Data records

============================================================

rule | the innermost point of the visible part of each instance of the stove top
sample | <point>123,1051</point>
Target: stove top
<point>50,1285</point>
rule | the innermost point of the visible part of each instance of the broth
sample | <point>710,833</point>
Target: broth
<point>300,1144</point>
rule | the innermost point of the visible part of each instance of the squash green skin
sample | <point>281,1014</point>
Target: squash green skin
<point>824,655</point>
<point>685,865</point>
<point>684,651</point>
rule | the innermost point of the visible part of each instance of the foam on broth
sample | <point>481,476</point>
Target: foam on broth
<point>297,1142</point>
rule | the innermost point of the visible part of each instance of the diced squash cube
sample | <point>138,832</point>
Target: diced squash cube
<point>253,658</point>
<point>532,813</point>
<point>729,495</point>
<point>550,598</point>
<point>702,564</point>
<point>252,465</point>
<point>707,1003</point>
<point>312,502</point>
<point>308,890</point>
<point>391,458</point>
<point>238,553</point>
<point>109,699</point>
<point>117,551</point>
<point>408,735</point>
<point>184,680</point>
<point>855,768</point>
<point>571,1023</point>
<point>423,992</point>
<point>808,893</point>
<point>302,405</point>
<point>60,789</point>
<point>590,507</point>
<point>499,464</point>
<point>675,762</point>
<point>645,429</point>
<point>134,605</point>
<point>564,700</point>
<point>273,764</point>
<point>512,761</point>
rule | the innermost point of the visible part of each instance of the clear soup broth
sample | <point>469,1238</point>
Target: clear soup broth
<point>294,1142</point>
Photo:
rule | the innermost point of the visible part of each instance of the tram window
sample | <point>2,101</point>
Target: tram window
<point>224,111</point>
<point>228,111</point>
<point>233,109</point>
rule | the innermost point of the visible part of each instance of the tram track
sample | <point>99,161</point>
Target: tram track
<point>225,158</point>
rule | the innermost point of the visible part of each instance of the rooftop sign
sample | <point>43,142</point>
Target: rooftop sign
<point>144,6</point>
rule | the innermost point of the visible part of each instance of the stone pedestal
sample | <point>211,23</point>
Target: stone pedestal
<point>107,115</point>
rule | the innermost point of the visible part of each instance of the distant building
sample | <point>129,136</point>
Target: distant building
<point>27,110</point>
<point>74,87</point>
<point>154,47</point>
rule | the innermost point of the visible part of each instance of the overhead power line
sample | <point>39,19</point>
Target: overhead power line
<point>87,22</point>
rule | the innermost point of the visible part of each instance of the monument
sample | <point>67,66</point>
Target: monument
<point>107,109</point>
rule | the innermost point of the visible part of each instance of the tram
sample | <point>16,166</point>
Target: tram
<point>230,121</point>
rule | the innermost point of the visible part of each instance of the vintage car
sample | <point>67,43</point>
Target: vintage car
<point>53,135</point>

============================================================

▶ **What to do**:
Write out once more the lines above beginning at the line with "of the monument"; continue through the final line and stop there.

▶ **Result of the exercise**:
rule | the innermost point of the visible part of each instance of the monument
sample | <point>67,66</point>
Target: monument
<point>107,109</point>
rule | the innermost point of the visible part of each instance of the tram
sample | <point>16,166</point>
Target: tram
<point>230,121</point>
rule | the innermost point of the visible part of each instance of the vintage car
sample | <point>67,43</point>
Target: vintage car
<point>53,135</point>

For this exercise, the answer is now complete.